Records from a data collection
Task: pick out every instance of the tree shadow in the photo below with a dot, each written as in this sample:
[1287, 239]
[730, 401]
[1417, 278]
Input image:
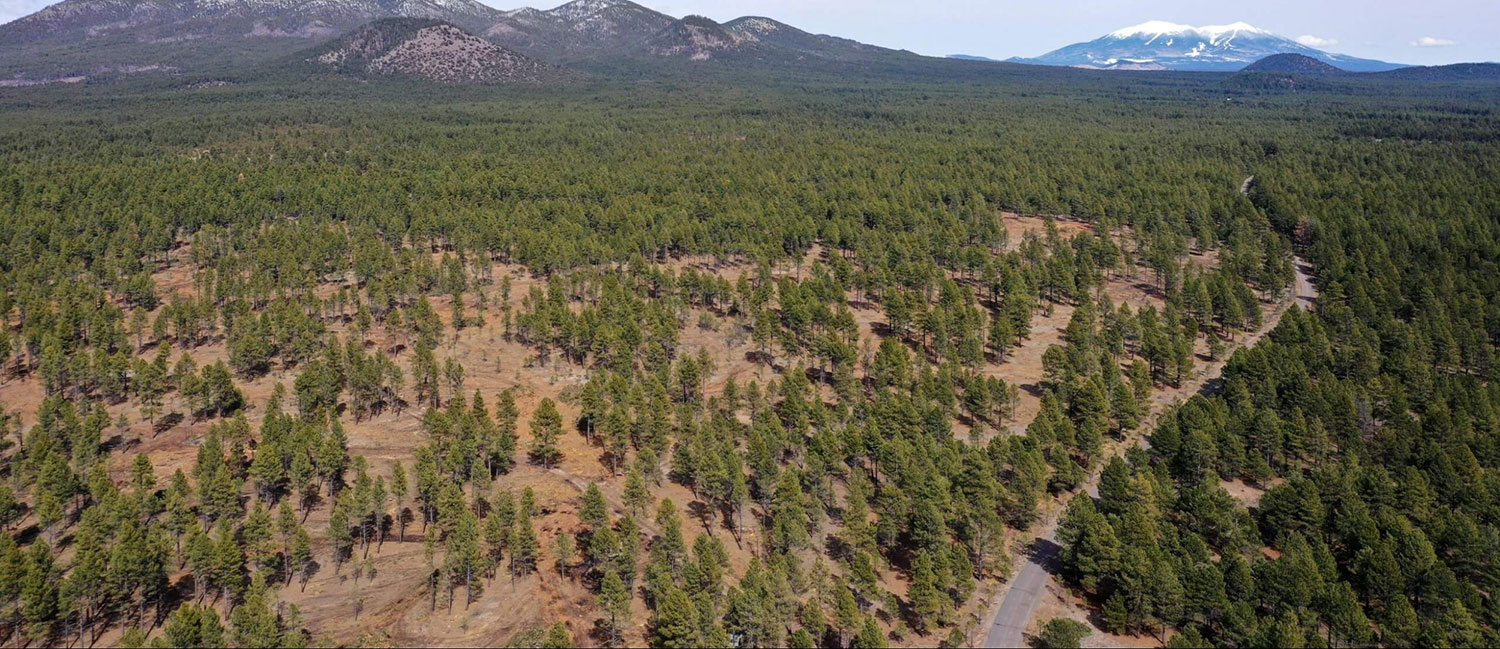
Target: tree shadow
[1046, 553]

▶ ACTION ITEM
The answer is every line of the data, exactly as written, with the pictures dropped.

▶ WRITTEN SOLUTION
Task: pick out every instance of the tree shadow in the photo below with a dot, each written as in this sample:
[1287, 239]
[730, 401]
[1417, 278]
Input image:
Target: tree shadow
[1046, 553]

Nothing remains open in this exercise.